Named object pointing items
<<<<
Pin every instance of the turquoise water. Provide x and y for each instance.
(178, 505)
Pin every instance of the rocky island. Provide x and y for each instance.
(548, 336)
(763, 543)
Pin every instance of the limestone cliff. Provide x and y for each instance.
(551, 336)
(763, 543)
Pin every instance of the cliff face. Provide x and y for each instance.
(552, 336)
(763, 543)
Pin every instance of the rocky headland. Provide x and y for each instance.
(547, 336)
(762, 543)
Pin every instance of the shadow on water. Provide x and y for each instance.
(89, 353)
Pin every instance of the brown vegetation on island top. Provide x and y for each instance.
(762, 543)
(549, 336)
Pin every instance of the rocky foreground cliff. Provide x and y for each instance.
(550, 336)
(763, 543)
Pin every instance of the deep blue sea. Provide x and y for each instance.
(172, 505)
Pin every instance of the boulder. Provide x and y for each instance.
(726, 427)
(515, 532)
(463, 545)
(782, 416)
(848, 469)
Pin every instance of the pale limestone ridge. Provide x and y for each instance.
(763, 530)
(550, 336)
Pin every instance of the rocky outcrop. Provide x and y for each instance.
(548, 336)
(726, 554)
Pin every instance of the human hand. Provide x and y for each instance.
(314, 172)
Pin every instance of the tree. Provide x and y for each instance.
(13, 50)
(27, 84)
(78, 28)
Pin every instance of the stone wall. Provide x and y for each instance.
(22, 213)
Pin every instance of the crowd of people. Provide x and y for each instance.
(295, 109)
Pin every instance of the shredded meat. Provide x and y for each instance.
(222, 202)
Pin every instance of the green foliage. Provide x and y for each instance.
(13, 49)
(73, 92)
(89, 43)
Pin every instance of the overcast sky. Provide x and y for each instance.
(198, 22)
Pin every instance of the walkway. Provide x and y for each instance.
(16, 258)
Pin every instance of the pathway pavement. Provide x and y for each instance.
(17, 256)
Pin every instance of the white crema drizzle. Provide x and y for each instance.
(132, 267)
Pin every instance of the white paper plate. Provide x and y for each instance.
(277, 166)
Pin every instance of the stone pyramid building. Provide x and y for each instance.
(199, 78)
>>>>
<<<<
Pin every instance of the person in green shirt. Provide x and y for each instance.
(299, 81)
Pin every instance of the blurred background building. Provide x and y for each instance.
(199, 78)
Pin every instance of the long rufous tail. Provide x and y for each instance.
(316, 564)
>>>>
Count the lines in the items above that contain the word "rocky", and reply with only the number.

4